> What to work on:
(A) Reproduce the passage on racial violence between "Jews have not" and "for racial violence.", inclusive.
(B) In the passage on racial violence, how many people were killed and injured in the Christmas parade attack in Wisconsin?

> Selected text:
━━━━━━━━━━

Jews have not been the only target. Violent attacks against East Asians—disproportionately carried out by black people—have recently spiked in America, a foreseeable consequence of a decade’s worth of antiracist agitprop that blamed white, Jewish, and Asian privilege for black oppression. The progressive response to this development has been to blame white supremacy. The antiracist narrative is so far through the looking glass that white people are now held entirely to blame for the worst behaviours of a small minority of black people. This denial of agency and moral responsibility is not just deeply patronising—a soft bigotry of low expectations—but it also amounts to a kind of incitement, as white progressives line up as apologists for racial violence.

 

White people have also become targets for black nationalists, a development even less likely to be publicly acknowledged than black attacks on Jews. The murderous attack on a Christmas parade in Wisconsin, which killed six and injured 62, was almost certainly racially motivated. The attacker had previously posted black nationalist sentiments, but the New York Times hastened to declare that the motive was unclear. This was a departure for a newspaper that in recent years has been quick to offer racial explanations for almost everything. A Black Lives Matter activist declared the Wisconsin attack to be the start of the revolution.

━━━━━━━━━━

> Extracted entries:
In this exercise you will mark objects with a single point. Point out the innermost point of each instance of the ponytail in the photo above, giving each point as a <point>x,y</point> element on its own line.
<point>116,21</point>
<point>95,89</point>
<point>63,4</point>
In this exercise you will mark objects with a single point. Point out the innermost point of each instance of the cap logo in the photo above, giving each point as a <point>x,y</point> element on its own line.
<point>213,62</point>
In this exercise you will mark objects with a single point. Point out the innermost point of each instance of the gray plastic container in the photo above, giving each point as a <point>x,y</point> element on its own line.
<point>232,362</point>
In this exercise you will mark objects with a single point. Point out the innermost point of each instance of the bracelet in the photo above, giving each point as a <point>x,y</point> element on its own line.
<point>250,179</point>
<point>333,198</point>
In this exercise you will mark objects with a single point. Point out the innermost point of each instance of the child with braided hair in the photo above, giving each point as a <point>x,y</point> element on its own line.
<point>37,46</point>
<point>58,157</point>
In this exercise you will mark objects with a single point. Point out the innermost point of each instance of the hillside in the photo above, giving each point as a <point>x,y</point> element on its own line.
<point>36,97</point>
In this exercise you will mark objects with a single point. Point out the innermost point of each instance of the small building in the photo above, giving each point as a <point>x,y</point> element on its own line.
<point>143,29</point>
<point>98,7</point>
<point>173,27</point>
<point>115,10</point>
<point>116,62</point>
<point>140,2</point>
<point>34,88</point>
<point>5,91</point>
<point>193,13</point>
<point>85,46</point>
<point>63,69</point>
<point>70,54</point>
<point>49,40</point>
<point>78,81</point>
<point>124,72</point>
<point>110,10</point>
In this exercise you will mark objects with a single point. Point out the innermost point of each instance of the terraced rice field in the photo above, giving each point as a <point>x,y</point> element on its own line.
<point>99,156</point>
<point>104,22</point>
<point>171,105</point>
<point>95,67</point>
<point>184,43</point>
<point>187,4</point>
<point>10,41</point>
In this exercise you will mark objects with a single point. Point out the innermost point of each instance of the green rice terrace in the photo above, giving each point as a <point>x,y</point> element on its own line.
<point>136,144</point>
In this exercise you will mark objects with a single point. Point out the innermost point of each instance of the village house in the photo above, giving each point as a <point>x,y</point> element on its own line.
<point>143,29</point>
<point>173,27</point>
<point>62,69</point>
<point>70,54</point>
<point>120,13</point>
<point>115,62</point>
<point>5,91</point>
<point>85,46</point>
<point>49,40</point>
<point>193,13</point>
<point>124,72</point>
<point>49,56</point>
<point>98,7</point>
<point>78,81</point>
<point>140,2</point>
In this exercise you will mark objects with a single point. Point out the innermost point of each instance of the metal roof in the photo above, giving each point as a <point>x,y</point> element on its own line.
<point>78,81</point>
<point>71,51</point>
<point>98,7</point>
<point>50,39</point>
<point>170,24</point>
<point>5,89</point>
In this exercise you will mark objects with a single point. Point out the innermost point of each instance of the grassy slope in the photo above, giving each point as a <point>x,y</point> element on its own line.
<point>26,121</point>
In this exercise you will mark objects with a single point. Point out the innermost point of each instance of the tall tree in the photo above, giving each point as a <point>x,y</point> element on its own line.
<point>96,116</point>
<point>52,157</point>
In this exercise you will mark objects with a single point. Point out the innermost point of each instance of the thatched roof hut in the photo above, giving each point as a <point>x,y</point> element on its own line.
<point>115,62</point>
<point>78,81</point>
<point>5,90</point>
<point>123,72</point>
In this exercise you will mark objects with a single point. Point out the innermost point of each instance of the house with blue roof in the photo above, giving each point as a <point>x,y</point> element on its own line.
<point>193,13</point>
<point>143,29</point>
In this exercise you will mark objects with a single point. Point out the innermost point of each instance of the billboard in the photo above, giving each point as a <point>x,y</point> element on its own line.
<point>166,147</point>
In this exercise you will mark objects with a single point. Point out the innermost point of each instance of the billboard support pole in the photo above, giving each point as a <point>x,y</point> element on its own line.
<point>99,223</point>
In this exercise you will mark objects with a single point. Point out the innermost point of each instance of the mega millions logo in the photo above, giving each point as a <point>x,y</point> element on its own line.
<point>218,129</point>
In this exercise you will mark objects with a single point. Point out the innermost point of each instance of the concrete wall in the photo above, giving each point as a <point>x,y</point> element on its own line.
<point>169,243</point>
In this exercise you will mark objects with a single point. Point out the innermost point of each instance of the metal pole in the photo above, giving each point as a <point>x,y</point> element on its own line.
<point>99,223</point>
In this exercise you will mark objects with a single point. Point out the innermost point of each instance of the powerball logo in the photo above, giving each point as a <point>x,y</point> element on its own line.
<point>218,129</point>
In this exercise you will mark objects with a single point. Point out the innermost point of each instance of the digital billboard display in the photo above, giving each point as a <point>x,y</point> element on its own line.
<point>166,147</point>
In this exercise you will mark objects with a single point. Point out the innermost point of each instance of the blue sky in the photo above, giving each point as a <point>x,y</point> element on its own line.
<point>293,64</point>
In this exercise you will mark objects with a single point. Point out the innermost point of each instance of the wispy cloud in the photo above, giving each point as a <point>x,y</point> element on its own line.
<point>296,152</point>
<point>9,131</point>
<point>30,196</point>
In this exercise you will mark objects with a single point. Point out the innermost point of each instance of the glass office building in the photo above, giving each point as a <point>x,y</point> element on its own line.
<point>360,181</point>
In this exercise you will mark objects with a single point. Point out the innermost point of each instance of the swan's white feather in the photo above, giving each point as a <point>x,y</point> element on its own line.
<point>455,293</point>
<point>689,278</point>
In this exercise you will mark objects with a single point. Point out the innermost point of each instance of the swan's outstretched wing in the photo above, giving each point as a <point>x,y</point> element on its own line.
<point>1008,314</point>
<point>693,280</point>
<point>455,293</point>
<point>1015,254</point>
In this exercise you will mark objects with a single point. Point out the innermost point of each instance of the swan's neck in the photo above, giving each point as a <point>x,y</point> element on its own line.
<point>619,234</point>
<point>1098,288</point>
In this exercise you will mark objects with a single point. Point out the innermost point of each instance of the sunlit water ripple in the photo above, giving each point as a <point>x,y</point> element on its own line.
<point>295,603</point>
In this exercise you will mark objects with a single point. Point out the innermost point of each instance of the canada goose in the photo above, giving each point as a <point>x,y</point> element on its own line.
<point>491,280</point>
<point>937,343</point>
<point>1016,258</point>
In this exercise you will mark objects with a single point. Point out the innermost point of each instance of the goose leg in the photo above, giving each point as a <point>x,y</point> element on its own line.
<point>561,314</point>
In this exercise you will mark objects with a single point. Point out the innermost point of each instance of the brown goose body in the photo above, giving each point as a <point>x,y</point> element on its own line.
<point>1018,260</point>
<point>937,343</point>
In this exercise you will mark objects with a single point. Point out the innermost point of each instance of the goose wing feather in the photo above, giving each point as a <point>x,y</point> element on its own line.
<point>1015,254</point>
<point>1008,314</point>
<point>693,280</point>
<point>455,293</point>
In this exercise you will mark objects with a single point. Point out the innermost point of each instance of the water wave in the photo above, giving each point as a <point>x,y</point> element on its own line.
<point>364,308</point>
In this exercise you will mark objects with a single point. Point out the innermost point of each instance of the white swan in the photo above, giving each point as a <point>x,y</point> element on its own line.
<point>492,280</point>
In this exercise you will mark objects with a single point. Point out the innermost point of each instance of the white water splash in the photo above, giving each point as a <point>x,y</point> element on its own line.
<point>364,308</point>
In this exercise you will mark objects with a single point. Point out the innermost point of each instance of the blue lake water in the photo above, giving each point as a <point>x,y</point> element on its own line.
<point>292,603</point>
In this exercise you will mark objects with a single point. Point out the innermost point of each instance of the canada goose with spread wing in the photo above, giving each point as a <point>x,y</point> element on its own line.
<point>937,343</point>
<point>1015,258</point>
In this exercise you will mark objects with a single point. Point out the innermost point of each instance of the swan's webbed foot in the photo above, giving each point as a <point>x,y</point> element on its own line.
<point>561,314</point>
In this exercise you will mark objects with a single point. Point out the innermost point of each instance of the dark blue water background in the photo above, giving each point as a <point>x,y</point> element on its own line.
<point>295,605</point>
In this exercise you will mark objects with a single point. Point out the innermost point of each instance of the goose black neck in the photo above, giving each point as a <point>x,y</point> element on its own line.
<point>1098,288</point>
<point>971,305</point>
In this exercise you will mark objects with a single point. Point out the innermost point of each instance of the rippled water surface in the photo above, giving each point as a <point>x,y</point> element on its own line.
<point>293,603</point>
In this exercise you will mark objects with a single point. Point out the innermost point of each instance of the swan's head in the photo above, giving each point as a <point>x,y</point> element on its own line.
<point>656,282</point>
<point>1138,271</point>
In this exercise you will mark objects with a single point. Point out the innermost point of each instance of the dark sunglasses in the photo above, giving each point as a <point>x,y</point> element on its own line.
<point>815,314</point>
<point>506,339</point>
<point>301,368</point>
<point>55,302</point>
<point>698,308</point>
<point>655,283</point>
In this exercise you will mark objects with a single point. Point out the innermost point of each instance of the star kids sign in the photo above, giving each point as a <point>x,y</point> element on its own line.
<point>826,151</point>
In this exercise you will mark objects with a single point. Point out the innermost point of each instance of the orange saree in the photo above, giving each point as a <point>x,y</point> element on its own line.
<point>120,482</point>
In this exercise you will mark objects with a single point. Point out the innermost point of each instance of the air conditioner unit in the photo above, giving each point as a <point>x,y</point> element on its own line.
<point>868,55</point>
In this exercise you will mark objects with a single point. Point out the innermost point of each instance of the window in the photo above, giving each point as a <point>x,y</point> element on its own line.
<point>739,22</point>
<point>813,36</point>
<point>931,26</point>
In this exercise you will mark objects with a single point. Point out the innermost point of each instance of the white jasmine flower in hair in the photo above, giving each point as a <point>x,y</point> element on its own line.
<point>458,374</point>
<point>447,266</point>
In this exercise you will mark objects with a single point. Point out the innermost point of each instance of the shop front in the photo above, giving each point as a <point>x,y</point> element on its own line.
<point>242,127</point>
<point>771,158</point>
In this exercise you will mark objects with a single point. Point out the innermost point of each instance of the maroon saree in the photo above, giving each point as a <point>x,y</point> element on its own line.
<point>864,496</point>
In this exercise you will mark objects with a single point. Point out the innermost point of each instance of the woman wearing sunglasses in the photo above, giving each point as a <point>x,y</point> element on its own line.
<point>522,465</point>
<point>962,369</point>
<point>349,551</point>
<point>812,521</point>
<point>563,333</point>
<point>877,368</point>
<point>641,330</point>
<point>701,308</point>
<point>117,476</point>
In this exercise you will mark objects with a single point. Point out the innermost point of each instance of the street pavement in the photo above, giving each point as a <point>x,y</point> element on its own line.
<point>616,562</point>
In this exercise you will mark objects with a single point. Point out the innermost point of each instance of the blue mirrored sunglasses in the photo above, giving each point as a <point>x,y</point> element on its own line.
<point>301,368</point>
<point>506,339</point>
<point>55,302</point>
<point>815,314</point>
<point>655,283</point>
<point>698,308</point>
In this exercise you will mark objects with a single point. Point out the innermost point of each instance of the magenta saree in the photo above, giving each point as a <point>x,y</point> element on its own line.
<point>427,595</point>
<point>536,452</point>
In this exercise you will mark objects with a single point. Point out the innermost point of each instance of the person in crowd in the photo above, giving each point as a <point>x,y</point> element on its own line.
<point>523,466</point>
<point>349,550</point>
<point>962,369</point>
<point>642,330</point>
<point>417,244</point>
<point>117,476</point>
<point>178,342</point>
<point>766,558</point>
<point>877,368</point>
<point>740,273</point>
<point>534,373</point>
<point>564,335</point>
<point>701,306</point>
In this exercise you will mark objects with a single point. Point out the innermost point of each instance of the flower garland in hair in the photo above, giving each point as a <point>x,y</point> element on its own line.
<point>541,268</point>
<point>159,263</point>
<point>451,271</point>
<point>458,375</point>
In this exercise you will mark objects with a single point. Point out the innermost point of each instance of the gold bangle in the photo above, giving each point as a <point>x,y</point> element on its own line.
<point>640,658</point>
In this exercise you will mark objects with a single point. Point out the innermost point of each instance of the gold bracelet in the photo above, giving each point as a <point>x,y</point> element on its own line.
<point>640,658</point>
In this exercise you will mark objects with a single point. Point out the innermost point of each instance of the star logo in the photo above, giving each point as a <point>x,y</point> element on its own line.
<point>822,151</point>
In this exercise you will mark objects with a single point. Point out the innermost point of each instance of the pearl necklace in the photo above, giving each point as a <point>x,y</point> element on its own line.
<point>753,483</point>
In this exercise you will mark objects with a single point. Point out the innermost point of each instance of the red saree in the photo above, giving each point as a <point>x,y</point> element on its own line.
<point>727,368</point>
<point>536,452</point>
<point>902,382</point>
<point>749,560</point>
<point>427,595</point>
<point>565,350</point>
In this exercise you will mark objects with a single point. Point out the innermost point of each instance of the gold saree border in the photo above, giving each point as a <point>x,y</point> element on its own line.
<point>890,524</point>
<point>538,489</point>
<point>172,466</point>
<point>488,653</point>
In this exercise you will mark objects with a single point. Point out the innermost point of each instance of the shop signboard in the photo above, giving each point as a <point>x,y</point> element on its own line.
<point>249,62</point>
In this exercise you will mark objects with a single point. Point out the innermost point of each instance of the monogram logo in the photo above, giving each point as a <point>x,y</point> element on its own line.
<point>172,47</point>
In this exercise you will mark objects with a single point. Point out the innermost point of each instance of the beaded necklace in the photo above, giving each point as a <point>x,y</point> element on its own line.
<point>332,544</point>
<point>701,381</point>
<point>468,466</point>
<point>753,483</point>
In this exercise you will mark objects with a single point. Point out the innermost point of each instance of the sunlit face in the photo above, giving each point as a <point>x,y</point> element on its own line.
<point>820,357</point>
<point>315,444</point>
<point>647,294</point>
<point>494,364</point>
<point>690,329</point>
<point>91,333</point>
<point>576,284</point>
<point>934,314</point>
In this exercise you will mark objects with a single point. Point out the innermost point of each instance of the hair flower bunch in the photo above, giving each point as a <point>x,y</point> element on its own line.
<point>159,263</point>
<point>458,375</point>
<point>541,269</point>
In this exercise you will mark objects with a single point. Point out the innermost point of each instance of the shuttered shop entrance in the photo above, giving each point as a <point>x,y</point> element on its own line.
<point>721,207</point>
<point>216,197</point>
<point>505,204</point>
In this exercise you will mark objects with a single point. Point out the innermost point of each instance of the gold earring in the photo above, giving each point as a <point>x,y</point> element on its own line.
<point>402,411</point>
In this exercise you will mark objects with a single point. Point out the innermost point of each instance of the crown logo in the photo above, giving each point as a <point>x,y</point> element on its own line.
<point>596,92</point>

━━━━━━━━━━

> Task-by-task solutions:
(A)
Jews have not been the only target. Violent attacks against East Asians—disproportionately carried out by black people—have recently spiked in America, a foreseeable consequence of a decade’s worth of antiracist agitprop that blamed white, Jewish, and Asian privilege for black oppression. The progressive response to this development has been to blame white supremacy. The antiracist narrative is so far through the looking glass that white people are now held entirely to blame for the worst behaviours of a small minority of black people. This denial of agency and moral responsibility is not just deeply patronising—a soft bigotry of low expectations—but it also amounts to a kind of incitement, as white progressives line up as apologists for racial violence.

(B) Six people were killed and 62 were injured.